Rewrite the records from the beginning through the line that contains "[183,117,196,129]", putting "couch" in place of "sofa" and leaving everything else unchanged.

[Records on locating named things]
— start —

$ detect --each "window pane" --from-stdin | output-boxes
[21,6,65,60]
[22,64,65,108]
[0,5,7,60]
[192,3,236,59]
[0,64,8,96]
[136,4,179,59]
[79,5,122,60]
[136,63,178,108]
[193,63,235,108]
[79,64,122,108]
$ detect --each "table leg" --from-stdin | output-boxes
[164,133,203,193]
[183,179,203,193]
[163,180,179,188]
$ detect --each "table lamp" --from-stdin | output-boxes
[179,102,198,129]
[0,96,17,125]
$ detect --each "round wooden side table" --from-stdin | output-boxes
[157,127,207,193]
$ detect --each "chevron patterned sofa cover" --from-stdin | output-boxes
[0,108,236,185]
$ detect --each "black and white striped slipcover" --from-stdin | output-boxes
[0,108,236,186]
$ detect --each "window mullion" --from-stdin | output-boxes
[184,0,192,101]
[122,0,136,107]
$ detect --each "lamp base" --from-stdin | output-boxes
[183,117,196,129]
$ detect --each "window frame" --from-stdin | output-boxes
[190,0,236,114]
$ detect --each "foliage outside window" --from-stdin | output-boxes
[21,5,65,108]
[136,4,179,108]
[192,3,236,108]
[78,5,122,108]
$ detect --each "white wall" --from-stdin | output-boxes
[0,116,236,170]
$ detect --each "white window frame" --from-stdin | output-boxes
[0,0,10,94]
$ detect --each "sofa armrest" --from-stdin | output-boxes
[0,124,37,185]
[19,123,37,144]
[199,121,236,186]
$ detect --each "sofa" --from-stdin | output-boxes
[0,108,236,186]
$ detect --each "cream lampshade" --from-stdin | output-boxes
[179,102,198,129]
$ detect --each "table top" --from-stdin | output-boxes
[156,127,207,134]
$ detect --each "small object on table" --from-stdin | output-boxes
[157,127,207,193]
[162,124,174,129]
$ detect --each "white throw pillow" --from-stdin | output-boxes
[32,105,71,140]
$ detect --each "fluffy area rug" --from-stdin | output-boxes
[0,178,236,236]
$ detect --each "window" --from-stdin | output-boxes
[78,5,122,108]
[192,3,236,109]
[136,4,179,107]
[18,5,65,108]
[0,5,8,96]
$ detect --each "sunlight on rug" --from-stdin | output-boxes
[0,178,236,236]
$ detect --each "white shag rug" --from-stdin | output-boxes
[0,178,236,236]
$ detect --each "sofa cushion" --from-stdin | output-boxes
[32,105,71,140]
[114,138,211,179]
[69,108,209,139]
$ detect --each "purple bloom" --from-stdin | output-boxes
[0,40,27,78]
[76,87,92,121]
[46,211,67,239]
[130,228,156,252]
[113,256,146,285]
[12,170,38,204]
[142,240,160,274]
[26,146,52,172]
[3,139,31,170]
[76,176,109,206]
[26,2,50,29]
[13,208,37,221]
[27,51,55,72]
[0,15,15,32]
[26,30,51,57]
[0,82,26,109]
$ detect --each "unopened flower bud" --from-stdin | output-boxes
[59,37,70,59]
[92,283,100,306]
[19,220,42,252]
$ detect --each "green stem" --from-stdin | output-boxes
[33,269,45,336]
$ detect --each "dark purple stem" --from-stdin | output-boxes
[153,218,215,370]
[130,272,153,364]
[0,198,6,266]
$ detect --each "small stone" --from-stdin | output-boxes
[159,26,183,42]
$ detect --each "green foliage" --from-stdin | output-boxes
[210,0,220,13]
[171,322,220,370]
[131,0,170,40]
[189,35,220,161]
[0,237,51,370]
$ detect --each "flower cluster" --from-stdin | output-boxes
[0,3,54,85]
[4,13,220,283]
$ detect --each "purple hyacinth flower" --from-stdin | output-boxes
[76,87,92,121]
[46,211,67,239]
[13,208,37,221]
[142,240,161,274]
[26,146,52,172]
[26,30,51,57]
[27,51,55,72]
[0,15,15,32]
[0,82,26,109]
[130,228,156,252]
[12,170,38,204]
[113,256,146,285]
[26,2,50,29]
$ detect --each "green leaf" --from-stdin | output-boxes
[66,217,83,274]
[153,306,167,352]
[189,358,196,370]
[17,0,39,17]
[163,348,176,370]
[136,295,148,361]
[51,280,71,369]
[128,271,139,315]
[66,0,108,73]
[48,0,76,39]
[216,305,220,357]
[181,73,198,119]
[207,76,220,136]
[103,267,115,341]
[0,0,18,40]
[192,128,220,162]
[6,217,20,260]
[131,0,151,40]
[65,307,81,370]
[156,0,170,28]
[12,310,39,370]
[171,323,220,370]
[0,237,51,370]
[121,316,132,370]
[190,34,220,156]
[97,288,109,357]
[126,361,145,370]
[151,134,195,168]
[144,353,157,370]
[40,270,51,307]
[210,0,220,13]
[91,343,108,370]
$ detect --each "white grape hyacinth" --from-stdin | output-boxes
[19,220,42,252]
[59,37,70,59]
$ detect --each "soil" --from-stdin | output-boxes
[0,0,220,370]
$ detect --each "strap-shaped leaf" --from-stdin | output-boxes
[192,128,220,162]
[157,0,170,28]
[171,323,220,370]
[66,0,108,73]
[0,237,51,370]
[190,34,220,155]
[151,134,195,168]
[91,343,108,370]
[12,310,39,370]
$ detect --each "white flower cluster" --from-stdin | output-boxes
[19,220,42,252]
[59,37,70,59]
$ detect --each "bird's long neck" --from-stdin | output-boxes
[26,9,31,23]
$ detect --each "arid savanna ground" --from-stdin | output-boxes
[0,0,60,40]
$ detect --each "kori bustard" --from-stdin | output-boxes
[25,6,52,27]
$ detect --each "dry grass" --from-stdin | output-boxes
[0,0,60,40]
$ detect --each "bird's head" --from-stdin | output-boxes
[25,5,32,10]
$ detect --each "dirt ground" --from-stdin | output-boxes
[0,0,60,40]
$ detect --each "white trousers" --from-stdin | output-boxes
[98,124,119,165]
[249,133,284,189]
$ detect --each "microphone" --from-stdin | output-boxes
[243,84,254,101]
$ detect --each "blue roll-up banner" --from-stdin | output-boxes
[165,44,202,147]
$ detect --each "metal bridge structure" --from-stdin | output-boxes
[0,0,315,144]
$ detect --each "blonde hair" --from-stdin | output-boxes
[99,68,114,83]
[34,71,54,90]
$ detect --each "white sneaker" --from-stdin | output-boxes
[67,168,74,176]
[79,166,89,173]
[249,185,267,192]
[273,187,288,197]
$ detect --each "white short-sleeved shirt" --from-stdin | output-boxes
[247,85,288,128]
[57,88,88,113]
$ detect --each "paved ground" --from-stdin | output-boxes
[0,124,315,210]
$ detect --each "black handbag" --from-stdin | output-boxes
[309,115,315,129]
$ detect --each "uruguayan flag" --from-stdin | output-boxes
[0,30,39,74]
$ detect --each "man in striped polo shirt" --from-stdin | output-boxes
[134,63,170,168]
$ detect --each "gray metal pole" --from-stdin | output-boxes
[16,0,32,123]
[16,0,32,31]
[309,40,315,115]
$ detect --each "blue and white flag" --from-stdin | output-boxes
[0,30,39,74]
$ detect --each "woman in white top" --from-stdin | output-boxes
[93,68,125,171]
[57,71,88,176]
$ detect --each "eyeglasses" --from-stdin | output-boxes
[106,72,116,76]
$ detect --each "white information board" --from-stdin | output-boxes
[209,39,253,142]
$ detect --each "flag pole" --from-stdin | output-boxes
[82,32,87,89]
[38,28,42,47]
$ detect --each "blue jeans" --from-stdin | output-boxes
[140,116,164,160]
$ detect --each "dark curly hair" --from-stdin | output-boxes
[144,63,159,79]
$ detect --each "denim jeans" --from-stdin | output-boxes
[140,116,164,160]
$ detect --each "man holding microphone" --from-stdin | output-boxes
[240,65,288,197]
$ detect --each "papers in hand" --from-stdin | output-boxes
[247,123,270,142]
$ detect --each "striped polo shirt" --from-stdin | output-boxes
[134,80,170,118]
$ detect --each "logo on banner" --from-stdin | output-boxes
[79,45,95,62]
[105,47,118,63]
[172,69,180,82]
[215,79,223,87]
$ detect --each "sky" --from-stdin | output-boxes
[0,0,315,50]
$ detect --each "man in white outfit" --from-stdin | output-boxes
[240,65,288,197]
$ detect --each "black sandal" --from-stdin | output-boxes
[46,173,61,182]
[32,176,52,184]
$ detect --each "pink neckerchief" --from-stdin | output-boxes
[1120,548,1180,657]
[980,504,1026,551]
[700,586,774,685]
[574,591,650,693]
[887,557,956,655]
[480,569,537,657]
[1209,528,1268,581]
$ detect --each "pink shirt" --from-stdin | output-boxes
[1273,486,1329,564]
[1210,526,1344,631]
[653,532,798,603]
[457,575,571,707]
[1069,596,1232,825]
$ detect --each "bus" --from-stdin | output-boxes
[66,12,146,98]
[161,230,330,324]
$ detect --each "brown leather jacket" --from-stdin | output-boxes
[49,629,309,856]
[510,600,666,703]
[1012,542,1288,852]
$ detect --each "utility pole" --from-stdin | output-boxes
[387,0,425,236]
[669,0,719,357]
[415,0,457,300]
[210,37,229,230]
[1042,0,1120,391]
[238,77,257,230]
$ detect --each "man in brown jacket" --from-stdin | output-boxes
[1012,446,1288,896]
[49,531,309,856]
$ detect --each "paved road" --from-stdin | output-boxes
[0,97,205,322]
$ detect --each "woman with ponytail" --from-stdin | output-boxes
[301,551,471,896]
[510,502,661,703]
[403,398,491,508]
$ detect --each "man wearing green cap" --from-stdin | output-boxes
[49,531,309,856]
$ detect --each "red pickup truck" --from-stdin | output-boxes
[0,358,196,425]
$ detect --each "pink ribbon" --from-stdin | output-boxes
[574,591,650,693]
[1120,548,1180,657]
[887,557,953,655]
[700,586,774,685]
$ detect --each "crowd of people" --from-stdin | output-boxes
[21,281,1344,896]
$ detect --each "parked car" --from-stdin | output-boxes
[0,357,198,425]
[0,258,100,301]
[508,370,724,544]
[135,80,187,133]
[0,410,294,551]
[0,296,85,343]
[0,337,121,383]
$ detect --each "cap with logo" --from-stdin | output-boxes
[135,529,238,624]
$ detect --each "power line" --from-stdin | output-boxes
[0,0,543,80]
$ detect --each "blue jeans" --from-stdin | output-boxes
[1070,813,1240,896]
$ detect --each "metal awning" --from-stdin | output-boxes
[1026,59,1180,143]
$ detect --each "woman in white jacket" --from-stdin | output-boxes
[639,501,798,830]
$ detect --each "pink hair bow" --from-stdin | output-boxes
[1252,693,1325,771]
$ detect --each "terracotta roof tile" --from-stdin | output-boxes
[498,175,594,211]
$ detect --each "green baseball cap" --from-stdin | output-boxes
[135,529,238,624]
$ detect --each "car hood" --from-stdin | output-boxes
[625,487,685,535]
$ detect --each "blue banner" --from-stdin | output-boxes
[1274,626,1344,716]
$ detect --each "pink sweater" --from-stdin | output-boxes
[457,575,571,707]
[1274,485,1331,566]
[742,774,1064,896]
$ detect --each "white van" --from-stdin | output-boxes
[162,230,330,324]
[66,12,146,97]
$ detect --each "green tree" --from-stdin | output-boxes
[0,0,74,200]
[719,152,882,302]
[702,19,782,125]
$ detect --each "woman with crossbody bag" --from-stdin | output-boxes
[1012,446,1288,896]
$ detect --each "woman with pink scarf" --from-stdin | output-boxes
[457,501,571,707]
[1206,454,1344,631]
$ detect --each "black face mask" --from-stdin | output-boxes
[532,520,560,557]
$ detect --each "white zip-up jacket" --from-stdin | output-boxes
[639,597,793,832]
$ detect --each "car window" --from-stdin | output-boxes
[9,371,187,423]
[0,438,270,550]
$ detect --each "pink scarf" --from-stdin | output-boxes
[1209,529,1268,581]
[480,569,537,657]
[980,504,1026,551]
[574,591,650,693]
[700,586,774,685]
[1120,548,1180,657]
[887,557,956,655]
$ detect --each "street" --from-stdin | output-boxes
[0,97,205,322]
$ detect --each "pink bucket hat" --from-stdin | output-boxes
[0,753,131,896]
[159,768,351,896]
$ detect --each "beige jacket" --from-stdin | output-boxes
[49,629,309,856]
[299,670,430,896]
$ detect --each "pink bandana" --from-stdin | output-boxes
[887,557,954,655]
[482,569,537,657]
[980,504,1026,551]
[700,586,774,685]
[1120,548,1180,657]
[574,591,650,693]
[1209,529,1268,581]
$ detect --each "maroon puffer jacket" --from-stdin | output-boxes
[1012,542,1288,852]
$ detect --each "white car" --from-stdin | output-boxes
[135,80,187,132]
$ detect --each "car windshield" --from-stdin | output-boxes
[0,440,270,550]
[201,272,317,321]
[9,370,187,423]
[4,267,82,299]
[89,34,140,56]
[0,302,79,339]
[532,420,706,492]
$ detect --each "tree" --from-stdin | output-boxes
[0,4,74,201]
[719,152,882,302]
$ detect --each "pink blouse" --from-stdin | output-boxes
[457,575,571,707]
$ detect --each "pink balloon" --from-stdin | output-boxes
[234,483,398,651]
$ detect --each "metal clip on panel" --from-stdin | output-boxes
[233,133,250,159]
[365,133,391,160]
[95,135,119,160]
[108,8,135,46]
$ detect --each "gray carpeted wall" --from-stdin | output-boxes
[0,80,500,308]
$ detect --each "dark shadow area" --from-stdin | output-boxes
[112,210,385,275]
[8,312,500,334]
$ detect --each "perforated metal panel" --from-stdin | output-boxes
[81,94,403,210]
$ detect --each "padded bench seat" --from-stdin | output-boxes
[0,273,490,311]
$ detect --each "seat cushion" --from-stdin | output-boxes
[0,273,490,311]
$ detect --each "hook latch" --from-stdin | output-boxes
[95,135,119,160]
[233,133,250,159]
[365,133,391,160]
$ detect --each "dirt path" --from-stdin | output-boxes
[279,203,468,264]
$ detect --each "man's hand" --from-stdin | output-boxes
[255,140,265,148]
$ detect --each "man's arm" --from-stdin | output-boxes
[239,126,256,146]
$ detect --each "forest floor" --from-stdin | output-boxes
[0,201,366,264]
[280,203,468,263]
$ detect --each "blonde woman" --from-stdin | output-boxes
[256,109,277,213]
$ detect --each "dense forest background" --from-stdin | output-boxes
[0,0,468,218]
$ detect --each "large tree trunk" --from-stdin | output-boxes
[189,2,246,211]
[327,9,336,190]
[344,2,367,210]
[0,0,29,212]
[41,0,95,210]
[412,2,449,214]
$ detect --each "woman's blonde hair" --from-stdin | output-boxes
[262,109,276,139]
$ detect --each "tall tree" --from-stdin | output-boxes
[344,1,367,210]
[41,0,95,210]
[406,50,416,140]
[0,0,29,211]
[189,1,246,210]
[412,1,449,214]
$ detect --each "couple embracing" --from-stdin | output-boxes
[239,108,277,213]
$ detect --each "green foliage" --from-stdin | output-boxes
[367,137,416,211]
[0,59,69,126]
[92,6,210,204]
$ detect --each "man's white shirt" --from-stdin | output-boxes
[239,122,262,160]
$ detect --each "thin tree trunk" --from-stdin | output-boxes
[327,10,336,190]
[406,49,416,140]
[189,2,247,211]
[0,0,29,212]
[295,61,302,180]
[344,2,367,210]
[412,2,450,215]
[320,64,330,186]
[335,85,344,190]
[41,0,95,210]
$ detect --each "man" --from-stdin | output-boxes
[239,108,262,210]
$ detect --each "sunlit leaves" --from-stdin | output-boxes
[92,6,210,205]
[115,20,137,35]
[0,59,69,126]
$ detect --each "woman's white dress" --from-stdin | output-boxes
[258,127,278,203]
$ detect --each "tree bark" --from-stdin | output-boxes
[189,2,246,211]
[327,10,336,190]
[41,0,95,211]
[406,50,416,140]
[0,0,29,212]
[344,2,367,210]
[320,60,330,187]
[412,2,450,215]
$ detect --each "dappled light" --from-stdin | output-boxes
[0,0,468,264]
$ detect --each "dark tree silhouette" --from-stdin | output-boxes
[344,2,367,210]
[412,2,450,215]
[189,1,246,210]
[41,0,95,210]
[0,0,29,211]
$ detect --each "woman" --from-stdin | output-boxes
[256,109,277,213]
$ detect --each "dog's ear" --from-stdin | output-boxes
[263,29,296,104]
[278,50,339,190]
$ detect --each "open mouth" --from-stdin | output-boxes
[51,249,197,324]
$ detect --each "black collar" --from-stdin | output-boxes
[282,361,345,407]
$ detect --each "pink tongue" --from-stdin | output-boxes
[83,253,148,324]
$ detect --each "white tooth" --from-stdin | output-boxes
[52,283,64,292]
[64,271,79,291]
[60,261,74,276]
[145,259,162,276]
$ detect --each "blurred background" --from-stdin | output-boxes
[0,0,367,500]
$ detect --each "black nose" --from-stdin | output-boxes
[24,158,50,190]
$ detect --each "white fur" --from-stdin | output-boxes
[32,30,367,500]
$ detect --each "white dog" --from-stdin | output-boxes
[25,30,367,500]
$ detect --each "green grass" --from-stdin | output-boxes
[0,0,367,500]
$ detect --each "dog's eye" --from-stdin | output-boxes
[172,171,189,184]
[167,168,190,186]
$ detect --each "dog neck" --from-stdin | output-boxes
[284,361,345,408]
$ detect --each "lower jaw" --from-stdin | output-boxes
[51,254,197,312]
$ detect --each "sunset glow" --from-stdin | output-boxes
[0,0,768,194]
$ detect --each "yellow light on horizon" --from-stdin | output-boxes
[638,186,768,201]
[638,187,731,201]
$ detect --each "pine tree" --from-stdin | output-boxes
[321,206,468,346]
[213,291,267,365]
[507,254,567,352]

— end —

SOLUTION:
$ detect --each "window pane" --from-stdin | output-boxes
[21,6,65,60]
[22,64,65,108]
[0,5,7,60]
[192,3,236,59]
[0,64,8,96]
[136,4,179,59]
[79,5,122,60]
[136,63,178,108]
[193,63,235,108]
[79,64,122,108]
$ detect --each "table leg" --from-stdin | output-boxes
[164,133,203,193]
[183,179,203,193]
[163,180,179,188]
$ detect --each "table lamp" --from-stdin | output-boxes
[179,102,198,129]
[0,96,17,125]
$ detect --each "round wooden side table" --from-stdin | output-boxes
[157,127,207,193]
$ detect --each "chevron patterned couch cover" --from-stdin | output-boxes
[0,108,236,185]
$ detect --each "black and white striped slipcover" --from-stdin | output-boxes
[0,108,236,186]
$ detect --each "window mullion" --from-stdin | output-boxes
[184,0,192,101]
[122,0,136,107]
$ detect --each "lamp base" --from-stdin | output-boxes
[183,117,196,129]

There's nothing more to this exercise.